## YOUR INSTRUCTIONS
Rewrite the rows from the line containing "If you could point out the green leaf in" through the last row, swapping "report" for "give" and changing nothing else. Leave the pictures out.

## GIVEN RECORDS
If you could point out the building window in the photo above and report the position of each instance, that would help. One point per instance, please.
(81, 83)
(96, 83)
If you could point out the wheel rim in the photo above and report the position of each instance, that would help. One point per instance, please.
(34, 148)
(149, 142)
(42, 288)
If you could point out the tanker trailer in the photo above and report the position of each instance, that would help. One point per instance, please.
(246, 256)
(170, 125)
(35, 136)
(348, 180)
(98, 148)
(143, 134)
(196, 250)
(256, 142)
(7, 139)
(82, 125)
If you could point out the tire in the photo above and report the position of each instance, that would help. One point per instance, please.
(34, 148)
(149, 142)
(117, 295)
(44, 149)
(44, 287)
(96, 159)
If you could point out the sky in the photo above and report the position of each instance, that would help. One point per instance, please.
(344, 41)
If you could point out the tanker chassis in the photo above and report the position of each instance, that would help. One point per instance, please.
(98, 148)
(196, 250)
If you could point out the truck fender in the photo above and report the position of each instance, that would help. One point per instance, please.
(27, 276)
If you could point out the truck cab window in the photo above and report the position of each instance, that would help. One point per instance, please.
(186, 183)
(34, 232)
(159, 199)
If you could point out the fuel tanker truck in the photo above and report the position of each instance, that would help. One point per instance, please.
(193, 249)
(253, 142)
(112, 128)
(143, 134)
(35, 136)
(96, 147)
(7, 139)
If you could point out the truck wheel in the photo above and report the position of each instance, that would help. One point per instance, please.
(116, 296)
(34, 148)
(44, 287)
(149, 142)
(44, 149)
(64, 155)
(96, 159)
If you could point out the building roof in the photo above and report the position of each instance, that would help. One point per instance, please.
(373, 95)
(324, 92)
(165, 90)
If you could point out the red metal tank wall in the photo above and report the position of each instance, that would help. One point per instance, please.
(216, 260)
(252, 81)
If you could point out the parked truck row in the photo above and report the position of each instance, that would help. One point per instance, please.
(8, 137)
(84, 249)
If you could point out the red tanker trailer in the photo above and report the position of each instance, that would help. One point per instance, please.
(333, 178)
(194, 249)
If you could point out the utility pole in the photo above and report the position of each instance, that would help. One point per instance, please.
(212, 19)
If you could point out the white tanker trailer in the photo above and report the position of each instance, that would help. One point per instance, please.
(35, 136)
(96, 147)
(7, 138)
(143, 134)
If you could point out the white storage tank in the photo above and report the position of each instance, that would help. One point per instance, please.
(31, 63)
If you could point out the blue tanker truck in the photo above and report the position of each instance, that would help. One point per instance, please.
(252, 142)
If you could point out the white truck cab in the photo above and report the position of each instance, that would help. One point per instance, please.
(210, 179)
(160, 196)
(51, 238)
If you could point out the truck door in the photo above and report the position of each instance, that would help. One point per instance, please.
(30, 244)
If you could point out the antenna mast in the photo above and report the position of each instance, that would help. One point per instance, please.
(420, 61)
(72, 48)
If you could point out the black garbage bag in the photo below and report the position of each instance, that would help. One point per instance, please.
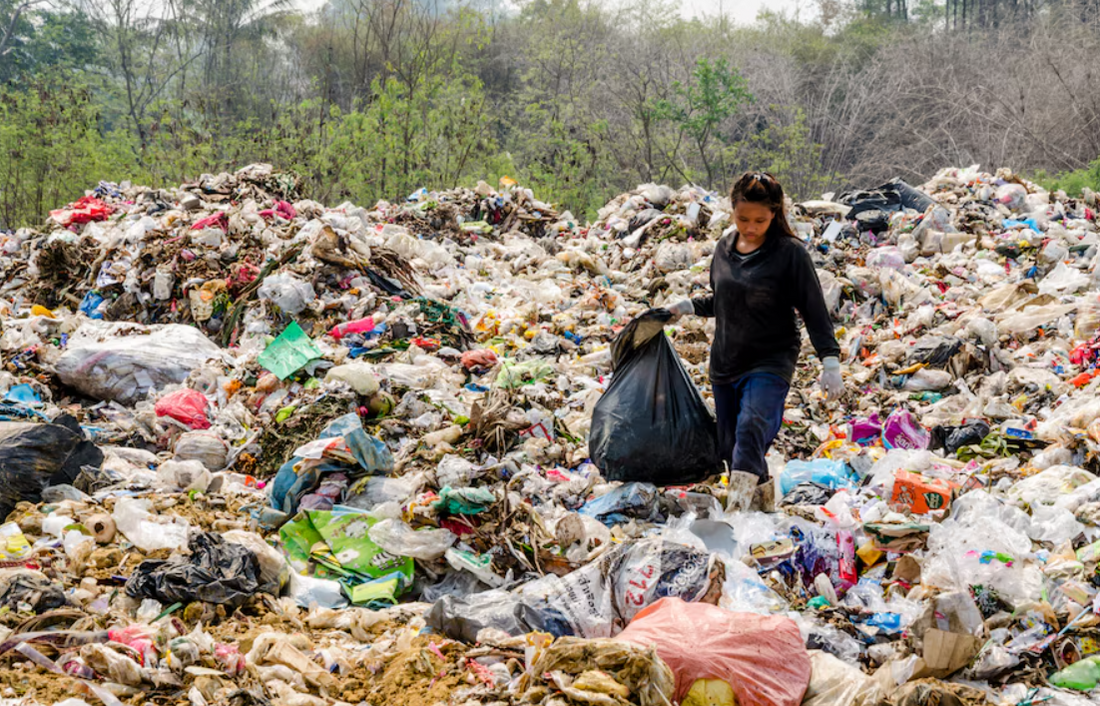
(890, 197)
(36, 455)
(217, 572)
(651, 425)
(462, 618)
(952, 439)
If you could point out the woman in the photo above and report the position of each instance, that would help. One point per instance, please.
(760, 275)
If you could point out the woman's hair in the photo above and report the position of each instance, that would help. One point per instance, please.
(760, 187)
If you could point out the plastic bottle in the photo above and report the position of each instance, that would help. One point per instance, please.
(1082, 675)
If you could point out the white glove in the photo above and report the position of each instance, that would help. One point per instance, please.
(681, 308)
(832, 382)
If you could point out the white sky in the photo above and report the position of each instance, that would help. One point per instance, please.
(738, 11)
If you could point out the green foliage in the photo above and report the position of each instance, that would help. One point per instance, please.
(785, 150)
(1071, 183)
(715, 94)
(51, 147)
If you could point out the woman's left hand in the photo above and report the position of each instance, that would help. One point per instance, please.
(831, 381)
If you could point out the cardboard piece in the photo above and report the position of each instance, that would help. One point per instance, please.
(945, 653)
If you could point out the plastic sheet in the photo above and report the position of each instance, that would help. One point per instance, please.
(132, 361)
(651, 425)
(217, 571)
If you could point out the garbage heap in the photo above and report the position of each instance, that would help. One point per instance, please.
(255, 450)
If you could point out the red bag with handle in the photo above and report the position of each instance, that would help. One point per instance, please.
(762, 658)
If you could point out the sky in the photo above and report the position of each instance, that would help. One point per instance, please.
(738, 11)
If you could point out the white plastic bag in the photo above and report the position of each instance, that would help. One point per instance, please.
(835, 683)
(402, 540)
(287, 293)
(146, 531)
(124, 363)
(176, 476)
(204, 447)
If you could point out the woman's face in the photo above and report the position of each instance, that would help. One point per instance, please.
(752, 221)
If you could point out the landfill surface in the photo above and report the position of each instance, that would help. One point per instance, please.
(256, 450)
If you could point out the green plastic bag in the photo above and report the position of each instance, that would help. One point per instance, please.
(463, 500)
(287, 354)
(338, 540)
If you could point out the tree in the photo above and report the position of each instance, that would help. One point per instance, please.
(716, 91)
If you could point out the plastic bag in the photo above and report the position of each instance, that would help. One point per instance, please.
(1048, 486)
(619, 505)
(902, 431)
(359, 376)
(205, 447)
(746, 592)
(1012, 196)
(598, 599)
(402, 540)
(835, 683)
(1063, 280)
(762, 658)
(832, 474)
(274, 571)
(672, 256)
(287, 293)
(218, 572)
(141, 527)
(128, 365)
(176, 476)
(34, 456)
(288, 353)
(651, 425)
(186, 406)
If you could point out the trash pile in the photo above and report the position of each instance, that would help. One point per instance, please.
(260, 451)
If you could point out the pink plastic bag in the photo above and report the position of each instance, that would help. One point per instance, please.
(479, 360)
(185, 406)
(762, 658)
(217, 220)
(359, 326)
(866, 431)
(902, 431)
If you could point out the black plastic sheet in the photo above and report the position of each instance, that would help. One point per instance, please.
(652, 425)
(218, 572)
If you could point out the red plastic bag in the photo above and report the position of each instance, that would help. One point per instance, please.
(479, 360)
(283, 209)
(186, 406)
(762, 658)
(84, 210)
(217, 220)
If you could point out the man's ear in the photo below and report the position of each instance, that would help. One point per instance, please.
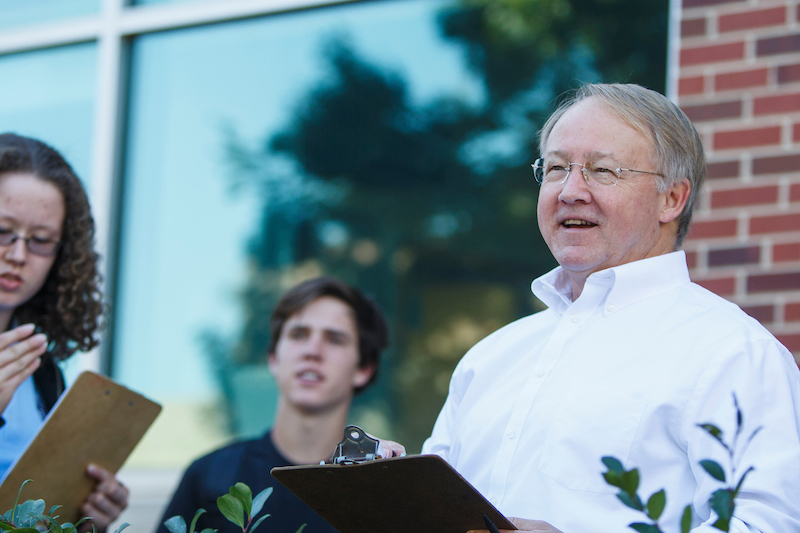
(675, 199)
(362, 375)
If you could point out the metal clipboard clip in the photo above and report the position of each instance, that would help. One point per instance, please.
(355, 447)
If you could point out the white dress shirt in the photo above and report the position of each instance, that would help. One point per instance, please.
(628, 370)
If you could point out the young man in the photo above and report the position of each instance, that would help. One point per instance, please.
(326, 340)
(630, 356)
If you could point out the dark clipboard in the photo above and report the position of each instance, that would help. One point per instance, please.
(397, 495)
(95, 421)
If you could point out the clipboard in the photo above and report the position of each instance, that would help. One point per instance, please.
(395, 495)
(95, 421)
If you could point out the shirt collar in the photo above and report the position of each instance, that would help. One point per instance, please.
(626, 283)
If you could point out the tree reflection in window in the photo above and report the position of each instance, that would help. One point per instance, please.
(430, 208)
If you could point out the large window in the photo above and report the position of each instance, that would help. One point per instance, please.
(235, 147)
(49, 94)
(20, 13)
(387, 143)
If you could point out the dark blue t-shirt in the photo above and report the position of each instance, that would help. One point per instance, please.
(247, 461)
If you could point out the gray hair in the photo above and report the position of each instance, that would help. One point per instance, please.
(677, 145)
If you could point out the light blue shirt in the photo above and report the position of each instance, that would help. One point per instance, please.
(23, 418)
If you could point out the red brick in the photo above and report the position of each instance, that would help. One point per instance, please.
(712, 53)
(734, 256)
(721, 110)
(723, 169)
(778, 45)
(744, 196)
(693, 27)
(720, 286)
(698, 3)
(693, 85)
(741, 79)
(752, 19)
(790, 340)
(776, 104)
(786, 252)
(710, 229)
(774, 224)
(791, 312)
(788, 73)
(773, 282)
(776, 164)
(763, 313)
(724, 140)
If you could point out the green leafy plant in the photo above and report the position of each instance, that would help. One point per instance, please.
(238, 506)
(722, 501)
(29, 517)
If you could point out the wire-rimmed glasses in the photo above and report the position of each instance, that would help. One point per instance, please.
(35, 245)
(557, 172)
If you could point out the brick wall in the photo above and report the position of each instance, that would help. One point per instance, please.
(739, 82)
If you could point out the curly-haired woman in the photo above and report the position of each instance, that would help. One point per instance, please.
(50, 300)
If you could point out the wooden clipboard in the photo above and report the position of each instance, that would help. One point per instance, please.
(397, 495)
(95, 421)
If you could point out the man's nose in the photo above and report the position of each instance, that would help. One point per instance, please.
(575, 186)
(313, 348)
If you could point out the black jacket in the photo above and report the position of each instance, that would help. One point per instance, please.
(49, 383)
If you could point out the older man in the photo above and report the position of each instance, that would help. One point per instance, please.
(630, 355)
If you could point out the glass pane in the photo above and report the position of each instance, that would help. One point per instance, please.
(388, 143)
(14, 13)
(50, 95)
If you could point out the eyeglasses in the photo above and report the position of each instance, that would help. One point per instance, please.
(557, 172)
(35, 245)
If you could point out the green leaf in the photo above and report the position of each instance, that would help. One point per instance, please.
(613, 464)
(714, 469)
(631, 501)
(613, 478)
(255, 525)
(19, 493)
(232, 509)
(243, 493)
(641, 527)
(630, 481)
(722, 503)
(722, 524)
(259, 500)
(197, 515)
(176, 524)
(29, 512)
(686, 519)
(655, 505)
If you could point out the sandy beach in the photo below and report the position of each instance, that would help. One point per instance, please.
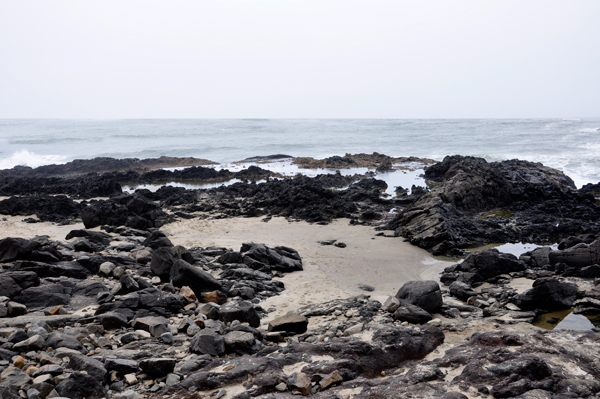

## FULL SOLUTION
If you could point out the green leaf in the photo above and give the position of each instance, that would help. One point per instance, please.
(613, 464)
(714, 469)
(631, 501)
(613, 478)
(255, 525)
(19, 493)
(232, 509)
(243, 493)
(641, 527)
(630, 481)
(722, 503)
(722, 524)
(259, 500)
(197, 515)
(176, 524)
(29, 512)
(686, 519)
(655, 505)
If you could point out the sandy beach in the photo below and give the position of each instance, that would help. One point per instance, please.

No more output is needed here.